Begin GIVEN PASSAGE

If you have been contacted by the IRS concerning your business expenses and the losses reflected on your Federal income tax returns, you should contact a competent tax attorneyBack in 2014, I represented a Texas couple in connection with an Appeal from an IRS decision disallowing the Taxpayers’ business expenses and losses associated with the Taxpayers’ ranching operations for the tax years 2011 and 2012 as well as the assessment of the I.R.C. § 6662(a) 20% accuracy related penalty.

The client names have been changed due to confidentiality. The Appeal was successful and resulted in the allowance of 100% of the Taxpayers’ business expenses and losses associated with their ranching operations for the relevant tax years, as well as the abatement of the 20% accuracy related penalty. The Appeal resulted in a total tax savings of approximately $300,000.

The Facts of the Case

Kenneth Johnson* and Pamela Johnson* (the Taxpayers) are residents of the State of Texas with their principal place of domicile located in Brownwood. Mr. Johnson comes from a long line of ranchers and farmers. His grandfather came to Texas in a covered wagon and started raising cotton and cattle. The family tradition continued with his father and uncle and subsequently with Mr. Johnson.

End GIVEN PASSAGE
Begin DATA

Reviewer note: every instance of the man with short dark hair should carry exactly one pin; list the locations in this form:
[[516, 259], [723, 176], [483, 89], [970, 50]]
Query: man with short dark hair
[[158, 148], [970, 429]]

End DATA

_TASK BRIEF_
Continue the account of the Texas ranching couple's IRS appeal, picking up after its final sentence.

_WRITTEN RESPONSE_
In July 2001 the Taxpayers purchased, a 100 acre property located in Brownwood, Texas. The original property consisted of a 2,650 square foot home, barns, sheds, stock tanks, as well as corrals and a cattle chute. In November of 2002, the Taxpayers purchased the adjoining 120 acres. The Taxpayers subsequently leased an additional 403 Acres. The leased property has three stock tanks, is cross fenced and has corrals for working livestock. All of the foregoing was acquired with the intent of establishing a viable ranching operation, consistent with Mr. Johnson’s rich family history in ranching.

Beginning in 2010 and continuing through 2012, Central Texas experienced a severe drought. Farmers and Ranchers in this area saw their earthen tanks as well as rivers and creeks dry up. In order to survive many ranchers and farmers had to haul water to their livestock. In addition, due to the lack of rainfall, ranchers, including the Johnson’s, were forced to purchase more hay and feed to try and make it through the drought. Ultimately, many ranchers, including the Taxpayers, were forced to mitigate their losses by selling off their livestock. As a result of the drought, ranchers were faced with a shortage of breeding stock available for sale, which in turn, resulted in higher livestock prices. Consequently, ranchers required additional time in order to replenish their herds.

In addition to the Taxpayers’ ranching operations, Mr. Johnson* was employed full-time in the oil and gas industry. The Taxpayer and his wife also owned and operated several other enterprises including a sales and marketing and mud logging business and also owned several rental properties. For the Tax Years 2011 and 2012, the Taxpayers self-prepared and filed their joint Federal income tax returns. For the tax years 2011 and 2012, the Johnson’s Federal income tax returns reflected ranching losses in the amount of $342,326 and $483,705 respectively.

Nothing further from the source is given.